Data entries:
:::::

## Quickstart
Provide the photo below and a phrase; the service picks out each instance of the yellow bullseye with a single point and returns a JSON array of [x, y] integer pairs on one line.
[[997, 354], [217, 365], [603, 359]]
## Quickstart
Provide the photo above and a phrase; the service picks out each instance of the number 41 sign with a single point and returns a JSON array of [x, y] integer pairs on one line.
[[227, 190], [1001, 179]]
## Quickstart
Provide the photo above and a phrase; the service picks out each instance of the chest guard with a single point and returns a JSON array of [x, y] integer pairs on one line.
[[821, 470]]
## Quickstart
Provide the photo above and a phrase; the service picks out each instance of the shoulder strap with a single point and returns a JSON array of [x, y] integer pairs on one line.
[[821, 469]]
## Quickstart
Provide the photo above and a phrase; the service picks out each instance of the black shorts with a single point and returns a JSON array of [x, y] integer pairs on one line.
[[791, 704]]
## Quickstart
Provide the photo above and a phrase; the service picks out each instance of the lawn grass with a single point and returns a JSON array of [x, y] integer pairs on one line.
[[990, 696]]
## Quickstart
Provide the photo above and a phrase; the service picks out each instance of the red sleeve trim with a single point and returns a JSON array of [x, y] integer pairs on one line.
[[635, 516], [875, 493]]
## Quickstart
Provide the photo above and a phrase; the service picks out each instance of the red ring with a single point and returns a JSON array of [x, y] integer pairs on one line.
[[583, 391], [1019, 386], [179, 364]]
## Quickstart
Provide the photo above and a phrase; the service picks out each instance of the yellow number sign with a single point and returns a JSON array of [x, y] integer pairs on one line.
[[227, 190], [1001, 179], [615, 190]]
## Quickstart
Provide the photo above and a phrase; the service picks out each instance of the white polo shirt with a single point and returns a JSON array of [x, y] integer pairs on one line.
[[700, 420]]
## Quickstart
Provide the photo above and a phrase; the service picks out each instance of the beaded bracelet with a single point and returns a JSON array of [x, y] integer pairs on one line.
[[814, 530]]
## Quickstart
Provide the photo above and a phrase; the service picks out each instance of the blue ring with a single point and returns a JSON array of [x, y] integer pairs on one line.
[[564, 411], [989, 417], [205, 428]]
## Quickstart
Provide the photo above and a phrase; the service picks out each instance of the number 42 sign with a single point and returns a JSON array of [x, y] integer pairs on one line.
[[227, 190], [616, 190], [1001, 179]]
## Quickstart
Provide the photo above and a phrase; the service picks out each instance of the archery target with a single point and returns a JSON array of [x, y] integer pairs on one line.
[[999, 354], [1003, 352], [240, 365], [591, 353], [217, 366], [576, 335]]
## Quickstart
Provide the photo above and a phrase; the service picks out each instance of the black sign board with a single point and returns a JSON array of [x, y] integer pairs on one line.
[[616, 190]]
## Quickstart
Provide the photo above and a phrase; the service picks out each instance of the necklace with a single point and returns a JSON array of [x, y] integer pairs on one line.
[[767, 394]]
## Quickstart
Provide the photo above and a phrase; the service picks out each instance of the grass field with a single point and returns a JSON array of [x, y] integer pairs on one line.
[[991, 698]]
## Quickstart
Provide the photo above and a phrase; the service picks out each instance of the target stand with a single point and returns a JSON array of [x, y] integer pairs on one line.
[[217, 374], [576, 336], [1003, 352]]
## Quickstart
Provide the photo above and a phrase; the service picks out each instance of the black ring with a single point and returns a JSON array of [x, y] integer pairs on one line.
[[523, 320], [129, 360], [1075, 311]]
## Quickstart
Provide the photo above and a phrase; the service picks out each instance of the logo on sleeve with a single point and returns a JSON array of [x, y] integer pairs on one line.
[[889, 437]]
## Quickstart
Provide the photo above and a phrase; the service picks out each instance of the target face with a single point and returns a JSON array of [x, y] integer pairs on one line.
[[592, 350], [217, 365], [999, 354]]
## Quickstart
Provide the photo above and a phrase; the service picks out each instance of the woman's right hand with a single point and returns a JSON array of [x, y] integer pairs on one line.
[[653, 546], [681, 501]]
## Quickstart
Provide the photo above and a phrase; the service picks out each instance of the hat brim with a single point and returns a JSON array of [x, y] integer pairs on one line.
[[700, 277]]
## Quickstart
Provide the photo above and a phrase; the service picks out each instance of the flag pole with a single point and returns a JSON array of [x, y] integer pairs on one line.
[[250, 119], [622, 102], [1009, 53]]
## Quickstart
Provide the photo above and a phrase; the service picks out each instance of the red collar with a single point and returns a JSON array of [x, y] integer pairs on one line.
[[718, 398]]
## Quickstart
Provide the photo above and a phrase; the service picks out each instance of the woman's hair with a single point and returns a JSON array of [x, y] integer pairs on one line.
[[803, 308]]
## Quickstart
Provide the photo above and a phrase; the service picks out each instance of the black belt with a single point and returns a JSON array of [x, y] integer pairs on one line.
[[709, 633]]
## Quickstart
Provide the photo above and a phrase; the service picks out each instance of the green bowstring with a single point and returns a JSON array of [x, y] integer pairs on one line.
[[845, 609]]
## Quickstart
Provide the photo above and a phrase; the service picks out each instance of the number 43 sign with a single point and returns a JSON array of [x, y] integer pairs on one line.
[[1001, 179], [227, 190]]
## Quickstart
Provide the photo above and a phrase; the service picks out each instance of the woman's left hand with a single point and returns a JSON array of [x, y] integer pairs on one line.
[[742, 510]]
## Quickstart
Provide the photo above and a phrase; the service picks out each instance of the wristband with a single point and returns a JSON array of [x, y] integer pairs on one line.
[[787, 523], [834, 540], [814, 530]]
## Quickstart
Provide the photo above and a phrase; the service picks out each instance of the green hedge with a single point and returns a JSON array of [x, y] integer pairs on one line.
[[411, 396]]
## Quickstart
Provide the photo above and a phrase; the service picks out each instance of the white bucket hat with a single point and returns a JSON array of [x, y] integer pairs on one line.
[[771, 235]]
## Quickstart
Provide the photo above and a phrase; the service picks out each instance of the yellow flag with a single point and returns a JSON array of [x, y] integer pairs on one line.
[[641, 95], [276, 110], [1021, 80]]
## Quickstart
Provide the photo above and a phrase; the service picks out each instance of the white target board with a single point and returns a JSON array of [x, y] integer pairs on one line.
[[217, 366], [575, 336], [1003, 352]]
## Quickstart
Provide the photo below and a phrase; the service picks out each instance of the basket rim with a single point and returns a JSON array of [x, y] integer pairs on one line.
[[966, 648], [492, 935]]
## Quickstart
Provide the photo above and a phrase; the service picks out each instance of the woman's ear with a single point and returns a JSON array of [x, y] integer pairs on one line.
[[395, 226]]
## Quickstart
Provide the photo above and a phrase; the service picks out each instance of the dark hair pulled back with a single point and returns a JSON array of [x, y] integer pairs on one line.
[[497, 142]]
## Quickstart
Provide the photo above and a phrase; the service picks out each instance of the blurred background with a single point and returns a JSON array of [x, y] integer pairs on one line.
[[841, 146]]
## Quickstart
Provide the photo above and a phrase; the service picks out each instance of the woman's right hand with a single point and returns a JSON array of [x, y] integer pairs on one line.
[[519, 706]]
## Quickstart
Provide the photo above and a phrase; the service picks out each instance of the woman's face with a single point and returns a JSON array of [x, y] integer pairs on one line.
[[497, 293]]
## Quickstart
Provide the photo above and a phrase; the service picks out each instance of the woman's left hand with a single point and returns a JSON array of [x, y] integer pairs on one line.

:::::

▶ Work order: Complete, exact output of the records is expected.

▶ Solution for this exercise:
## Quickstart
Provide the photo below and a phrase; the service picks out each instance of the yellow bullseye with a single point and returns a JSON array of [x, y] integer pairs on one line.
[[997, 354], [217, 365], [603, 359]]
## Quickstart
Provide the photo above and a phrase; the service picks out each instance of the number 41 sign with a single point and returns a JSON array of [x, y] integer pairs on one line.
[[227, 190], [1001, 179]]
## Quickstart
Provide the photo above and a phrase; the service picks out each instance of the chest guard with a single point and returns a JSON array of [x, y] integer pairs on one line.
[[821, 470]]
## Quickstart
Provide the photo above and a phrase; the service picks out each instance of the shoulder strap with a single point and returns a JSON array of [x, y] integer pairs on one line.
[[821, 469]]
## Quickstart
Provide the photo above and a phrase; the service picks out each instance of the black shorts with a single point and returns a JSON array of [x, y] integer pairs on one line.
[[791, 704]]
## Quickstart
Provide the photo above and a phrase; the service picks out each instance of the lawn grass with a single point and returns a JSON array of [x, y] integer pairs on one line.
[[990, 696]]
## Quickstart
Provide the photo above and a phrase; the service picks out each instance of the red sleeve trim with a single point and returns a JSON array of [x, y] integer pairs on one line.
[[635, 516], [875, 493]]
## Quickstart
Provide the photo above and a phrase; the service picks out each instance of the red ring with a single point and returns a JSON array of [x, y] integer pairs on one line.
[[583, 391], [1019, 386], [179, 364]]
## Quickstart
Provide the photo above and a phrase; the service picks out each instance of the yellow number sign with a single point and returns a JSON array of [x, y] integer pairs on one line.
[[227, 190], [1001, 179], [615, 190]]
## Quickstart
Provide the photo above and a phrase; the service picks out each instance of the white polo shirt with a single point and returns a JSON array of [x, y] integer pairs on one line.
[[700, 420]]
## Quickstart
Provide the photo above and a phrase; the service picks out each instance of the beaded bracelet with a single point and returns a JSON array of [x, y] integer pairs on one line.
[[814, 530]]
## Quickstart
Provide the photo above and a phrase; the service picks out each instance of the blue ring with a single point and returns a JSON array of [x, y] integer pairs on one line.
[[564, 411], [989, 417], [205, 428]]
## Quickstart
Provide the photo above and a phrase; the service picks out each instance of the number 42 sign with a single point and returns a JSON array of [x, y] integer pairs on one line.
[[227, 190], [616, 190], [1001, 179]]
## Quickstart
Provide the photo above and a phrase; the service picks out each instance of the archery target with a single point and returns a JSON array of [x, y] integer pairs on one line.
[[999, 354], [1003, 352], [240, 365], [591, 353], [217, 366], [576, 335]]
## Quickstart
Provide the photo above and a phrase; the service picks out each instance of the black sign board with a single point and returns a JSON array of [x, y] integer pairs on one line.
[[616, 190]]
## Quickstart
Provide the photo above and a phrase; the service picks out each instance of the necklace with a single point and returns a JSON array of [x, y] integer pairs on one line.
[[767, 394]]
## Quickstart
Provide the photo above and a phrase; the service picks out each instance of the grass field with a single point and returns a JSON array of [x, y] integer pairs on one line.
[[991, 698]]
## Quickstart
Provide the photo above and a phrase; the service picks out each instance of the target stand with a single point and returns a JSON array of [x, y] integer pairs on one line.
[[217, 374], [576, 336], [1003, 352]]
## Quickstart
Provide the photo above and a phrase; the service picks out each instance of the black ring with a single point and returns a JSON array of [x, y] integer pairs on one line.
[[523, 320], [129, 360], [1075, 311]]
## Quickstart
Provide the photo above and a phrase; the service picks out each instance of the logo on sleeve with a single point and returns a JSON array of [x, y] integer pairs on one line.
[[889, 437]]
## Quickstart
Provide the photo above and a phrase; the service picks out each instance of the target face with a single point and returns a JSON array of [x, y] integer pairs on one line.
[[592, 350], [217, 365], [999, 354]]
## Quickstart
Provide the photo above and a phrase; the service picks out each instance of the woman's right hand with a single point and returns a JSON array of [x, y] integer pairs on one line.
[[653, 546], [681, 501]]
## Quickstart
Provide the photo above and a phrase; the service picks out each instance of the hat brim with a single point and returns a JSON array of [x, y] integer pairs on one line.
[[700, 277]]
## Quickstart
Provide the photo above and a phrase; the service picks out each instance of the flag pole with a single point and returns a JSON array of [x, y] integer pairs on one line.
[[250, 119], [622, 102], [1009, 53]]
## Quickstart
Provide the photo above and a phrase; the service picks out each instance of the red collar with a single point and returns a JSON array of [x, y] integer pairs on one line.
[[718, 398]]
## Quickstart
Provide the photo above and a phrase; the service picks out each instance of the woman's hair with a single point and returns a JSON array of [x, y] integer pairs on one line.
[[803, 308]]
## Quickstart
Provide the photo above and a phrase; the service picks out each instance of the black belt with a single point and returns a JSON array of [x, y] integer pairs on one line.
[[709, 633]]
## Quickstart
Provide the photo above and a phrase; the service picks out each instance of the green bowstring with a single point and returns a JSON array of [x, y] integer pairs on one line.
[[845, 609]]
## Quickstart
Provide the photo above and a phrase; the service picks out each instance of the number 43 sign with a single point and returns a JSON array of [x, y] integer pairs on one line.
[[1001, 179], [227, 190]]
## Quickstart
Provide the photo above and a phrase; the service picks out each instance of the woman's left hand with a single point and returns a JSON array of [x, y] integer pairs on one line.
[[742, 510]]
## Quickstart
Provide the photo above and a phrase; the service picks out each instance of the wristband with a single point and returns a JSON array of [x, y] integer pairs on one line.
[[787, 523], [834, 540], [814, 530]]
## Quickstart
Provide the photo above and a phrase; the service picks out each instance of the green hedge with a single point and returns a JSON array of [x, y] integer pairs on one line.
[[411, 396]]
## Quickstart
Provide the photo above and a phrase; the service picks out each instance of the white bucket hat with a single point and returns a JSON array of [x, y] integer pairs on one line.
[[771, 235]]
## Quickstart
Provide the photo above and a phrase; the service picks out each instance of the yellow flag with a single point and returns a JSON array of [x, y] integer pairs on one line.
[[641, 95], [276, 110], [1021, 80]]
## Quickstart
Provide the photo above and a phrase; the service picks out each instance of the white target board with a single point and returns a JSON array of [x, y] integer pairs on one line.
[[217, 366], [575, 336], [1003, 352]]
## Quickstart
Provide the photo below and a phrase; the service picks out each instance of the basket rim with a single point and returns a JSON array of [x, y] integer pairs on one line.
[[966, 648], [492, 935]]
## Quickstart
Provide the photo above and a phrase; the service picks out each instance of the woman's ear with a single point and returns a JSON array of [x, y] integer pairs on one line.
[[395, 226]]
## Quickstart
Provide the photo above and a phrase; the service picks out each instance of the dark hair pulled back with a single point and returns a JSON array of [x, y] integer pairs on one line.
[[497, 142]]
## Quickstart
Provide the photo above and a phrase; the service picks out each instance of the blurred background with a single point and returns a JSON array of [x, y] integer pairs on one line.
[[841, 146]]
## Quickstart
Provide the photo above and a phrase; the service picks out each instance of the woman's right hand with a single point and returns a JSON array of [x, y] integer pairs on one line.
[[519, 706]]
## Quickstart
Provide the photo above and a phrase; the service picks out each instance of the woman's face with a single point and returns a JSON array of [x, y] integer pairs on one line.
[[497, 293]]
## Quickstart
Provide the photo above and a phrase; the service picks out each instance of the woman's left hand with a single point and returns a JSON array of [x, y] integer pairs on one line.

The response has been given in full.